» **Text block**:
You Stretched My Arms Really Far
by Robert Markham
(Munroe Falls, OH)
My 8 year old son was diagnosed with Aperger Syndrome when he was in Kindergarden. He is now in second grade. After his diagnosis it was determined that I, his father, also have Asperger Syndrome.
I have been married to his mother for eleven years. Four months ago she pulled all the money out of our joint account and rented her own apartment. She took our son but dropped him off every morning so I could take him to school. She works days and I work nights. She says the reason she left is because I am "verbally abusive" to her. I don't see this at all. But I have read that non-Aspergers can find Aspergers rude in speech and Aspergers have no idea that they have said something that offends someone else. If I am verbablly abusive I don't know it. I really don't understand how anything I said can be construed this way.

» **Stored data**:

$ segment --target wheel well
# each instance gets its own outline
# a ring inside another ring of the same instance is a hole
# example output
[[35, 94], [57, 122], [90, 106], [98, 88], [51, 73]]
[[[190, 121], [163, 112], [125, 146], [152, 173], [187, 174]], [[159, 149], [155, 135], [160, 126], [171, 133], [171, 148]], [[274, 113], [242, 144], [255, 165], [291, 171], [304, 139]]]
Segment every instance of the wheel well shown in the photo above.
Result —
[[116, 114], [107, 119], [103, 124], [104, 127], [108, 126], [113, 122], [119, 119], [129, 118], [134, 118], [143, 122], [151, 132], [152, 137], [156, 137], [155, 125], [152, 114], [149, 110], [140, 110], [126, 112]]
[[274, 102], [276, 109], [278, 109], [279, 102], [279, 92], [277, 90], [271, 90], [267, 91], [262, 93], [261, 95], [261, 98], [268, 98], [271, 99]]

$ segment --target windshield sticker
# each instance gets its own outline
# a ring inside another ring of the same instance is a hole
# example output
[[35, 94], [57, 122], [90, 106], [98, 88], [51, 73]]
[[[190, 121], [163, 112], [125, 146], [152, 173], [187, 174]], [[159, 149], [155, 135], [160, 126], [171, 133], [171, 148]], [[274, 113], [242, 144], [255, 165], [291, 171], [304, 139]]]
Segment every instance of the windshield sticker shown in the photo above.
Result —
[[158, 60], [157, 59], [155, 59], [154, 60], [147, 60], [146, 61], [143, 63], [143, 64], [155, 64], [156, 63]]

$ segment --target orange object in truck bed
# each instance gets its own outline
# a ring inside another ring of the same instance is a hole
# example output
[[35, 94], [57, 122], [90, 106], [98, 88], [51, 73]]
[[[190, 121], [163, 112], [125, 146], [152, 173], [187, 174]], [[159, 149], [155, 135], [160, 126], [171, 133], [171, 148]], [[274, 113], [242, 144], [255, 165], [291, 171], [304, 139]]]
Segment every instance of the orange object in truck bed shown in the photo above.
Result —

» **Tasks and exercises**:
A. Translate this sentence from the father's account of his marriage into Spanish: "I have been married to his mother for eleven years."
B. Extend the father's account of his separation from his wife with new text that follows its final sentence.

» **Per-task answers**:
A. He estado casado con su madre durante once años.

B.
My wife is overly sensitive and suffers from past abuse issues with her father. She seems to punish and blame me for what her father did to her. I don't like to argue but when she initiates arguments I mirror her anger -- she calls this abusive. As an Asperger, my only other option is to take her abuse in total passivity without saying a word.
A month ago, I called my wife at work and let her know I missed her. I was not at all sure if this was appropriate or how it would be received. She received it well and we started seeing each other again.
One day while I was taking my Asperger son to her apartment he said to me, "Dad, you and Mom stretched my arms real far apart. But I pulled hard and brought you back together."